----- Source extract -----
Storm tides of the North Sea are coastal floods associated with extratropical cyclones crossing over the North Sea, the severity of which are affected by the shallowness of the sea and the orientation of the shoreline relative to the storm's path, as well as the timing of tides. The water level can rise to more than 5 metres (17 ft) above the normal tide as a result of storm tides.

Northern Germany and Denmark are particularly susceptible to storm tides. The coastline of the German Bight forms an L-shape facing northwest. Also vulnerable are the United Kingdom and the Netherlands, where the sea shallows and is funnelled toward the English Channel.

Storm tides are a regular occurrence in the North Sea basin; several form each year. Although most do not cause significant damage, the impact of some has been devastating. During one, the February flood of 1825, the Danish coastline changed, as the North Jutlandic Island became separated from the Jutland Peninsula.

Major storm tides
 838, December 26, Netherlands, more than 2,400 deaths
 1014, September 28, Netherlands, several thousands of deaths
 1099, November 11, The Anglo-Saxon Chronicle states, that in London "On the festival of St Martin, the sea flood sprung up to such a height and did so much harm as no man remembered that it ever did before".
-----
Exercise task A
Answer these from the passage on North Sea storm tides:
(i) By how much can storm tides raise the water level above the normal tide?
(ii) What shape does the coastline of the German Bight form, and which direction does it face?
(iii) What change to the Danish coastline occurred during the February flood of 1825?
Exercise task B
Extract the part of the passage on North Sea storm tides that runs from "Northern Germany and" up to and including "the Jutland Peninsula.", keeping every word unchanged.
----- Dataset section -----
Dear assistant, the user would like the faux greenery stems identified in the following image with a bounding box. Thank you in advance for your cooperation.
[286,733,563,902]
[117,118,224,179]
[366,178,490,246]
-----
Full answer A
(i) More than 5 metres (17 ft).
(ii) An L-shape facing northwest.
(iii) The North Jutlandic Island became separated from the Jutland Peninsula.

Full answer B
Northern Germany and Denmark are particularly susceptible to storm tides. The coastline of the German Bight forms an L-shape facing northwest. Also vulnerable are the United Kingdom and the Netherlands, where the sea shallows and is funnelled toward the English Channel.

Storm tides are a regular occurrence in the North Sea basin; several form each year. Although most do not cause significant damage, the impact of some has been devastating. During one, the February flood of 1825, the Danish coastline changed, as the North Jutlandic Island became separated from the Jutland Peninsula.